# Task to complete
Reproduce the material verbatim, starting at its first line and continuing through the line containing "positive clicks: (614, 79)", with both of those lines included.

[Stored records]
Content starts
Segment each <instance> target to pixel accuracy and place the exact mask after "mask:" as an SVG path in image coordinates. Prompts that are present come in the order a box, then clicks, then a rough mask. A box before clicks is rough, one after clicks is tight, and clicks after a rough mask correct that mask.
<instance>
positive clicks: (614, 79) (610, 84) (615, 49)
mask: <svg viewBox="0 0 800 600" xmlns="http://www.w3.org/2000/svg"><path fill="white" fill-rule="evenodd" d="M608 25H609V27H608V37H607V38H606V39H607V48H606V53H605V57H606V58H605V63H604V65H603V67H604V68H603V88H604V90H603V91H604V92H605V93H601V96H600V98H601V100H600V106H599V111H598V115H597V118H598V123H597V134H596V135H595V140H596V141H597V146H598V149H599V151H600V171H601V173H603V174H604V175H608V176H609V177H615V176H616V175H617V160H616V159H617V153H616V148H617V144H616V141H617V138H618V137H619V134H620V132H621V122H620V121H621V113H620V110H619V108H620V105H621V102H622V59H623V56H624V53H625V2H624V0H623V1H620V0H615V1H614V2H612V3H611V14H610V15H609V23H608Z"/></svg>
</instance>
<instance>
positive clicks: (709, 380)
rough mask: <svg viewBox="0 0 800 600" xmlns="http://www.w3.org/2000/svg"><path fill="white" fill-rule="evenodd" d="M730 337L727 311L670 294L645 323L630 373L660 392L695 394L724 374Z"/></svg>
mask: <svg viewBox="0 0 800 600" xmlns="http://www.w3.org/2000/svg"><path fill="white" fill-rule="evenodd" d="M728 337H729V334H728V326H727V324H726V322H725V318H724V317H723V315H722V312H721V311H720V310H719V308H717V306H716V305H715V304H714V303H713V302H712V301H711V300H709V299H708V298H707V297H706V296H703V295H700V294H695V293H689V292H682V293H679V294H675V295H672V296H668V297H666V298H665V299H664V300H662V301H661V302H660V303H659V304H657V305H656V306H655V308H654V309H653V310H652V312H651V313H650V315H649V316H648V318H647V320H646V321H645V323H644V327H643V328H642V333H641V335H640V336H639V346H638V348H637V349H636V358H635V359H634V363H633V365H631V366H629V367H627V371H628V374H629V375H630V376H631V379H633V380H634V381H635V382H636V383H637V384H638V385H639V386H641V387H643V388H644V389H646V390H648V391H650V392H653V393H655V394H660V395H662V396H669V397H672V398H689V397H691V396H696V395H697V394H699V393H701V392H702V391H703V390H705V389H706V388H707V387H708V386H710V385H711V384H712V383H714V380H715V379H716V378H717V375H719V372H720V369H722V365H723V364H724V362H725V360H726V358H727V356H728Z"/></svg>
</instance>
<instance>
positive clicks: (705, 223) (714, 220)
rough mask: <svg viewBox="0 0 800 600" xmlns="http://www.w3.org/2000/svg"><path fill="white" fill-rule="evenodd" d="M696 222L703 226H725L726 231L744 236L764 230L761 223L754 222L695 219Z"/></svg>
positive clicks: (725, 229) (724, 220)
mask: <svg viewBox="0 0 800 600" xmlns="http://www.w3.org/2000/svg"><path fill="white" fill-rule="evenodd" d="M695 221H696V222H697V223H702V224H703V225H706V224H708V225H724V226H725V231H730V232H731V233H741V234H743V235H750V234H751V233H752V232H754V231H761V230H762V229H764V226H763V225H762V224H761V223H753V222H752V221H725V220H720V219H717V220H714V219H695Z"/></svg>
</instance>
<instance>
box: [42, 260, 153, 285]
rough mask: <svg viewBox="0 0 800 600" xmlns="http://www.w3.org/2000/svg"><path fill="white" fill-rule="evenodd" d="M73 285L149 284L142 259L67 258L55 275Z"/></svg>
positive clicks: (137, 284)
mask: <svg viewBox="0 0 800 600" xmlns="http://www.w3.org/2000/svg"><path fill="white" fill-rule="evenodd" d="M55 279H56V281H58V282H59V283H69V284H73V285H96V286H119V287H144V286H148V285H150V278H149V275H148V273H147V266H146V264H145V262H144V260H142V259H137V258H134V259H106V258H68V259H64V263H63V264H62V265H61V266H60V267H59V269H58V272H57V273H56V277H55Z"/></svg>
Content ends
# Response for this exercise
Segment each <instance> target to pixel accuracy and place the exact mask after "mask:" as an SVG path in image coordinates. Prompts that are present come in the order a box, then clicks, then a rough mask. A box before clicks is rough, one after clicks is tight, and clicks after a rough mask correct that mask.
<instance>
positive clicks: (614, 79) (610, 84) (615, 49)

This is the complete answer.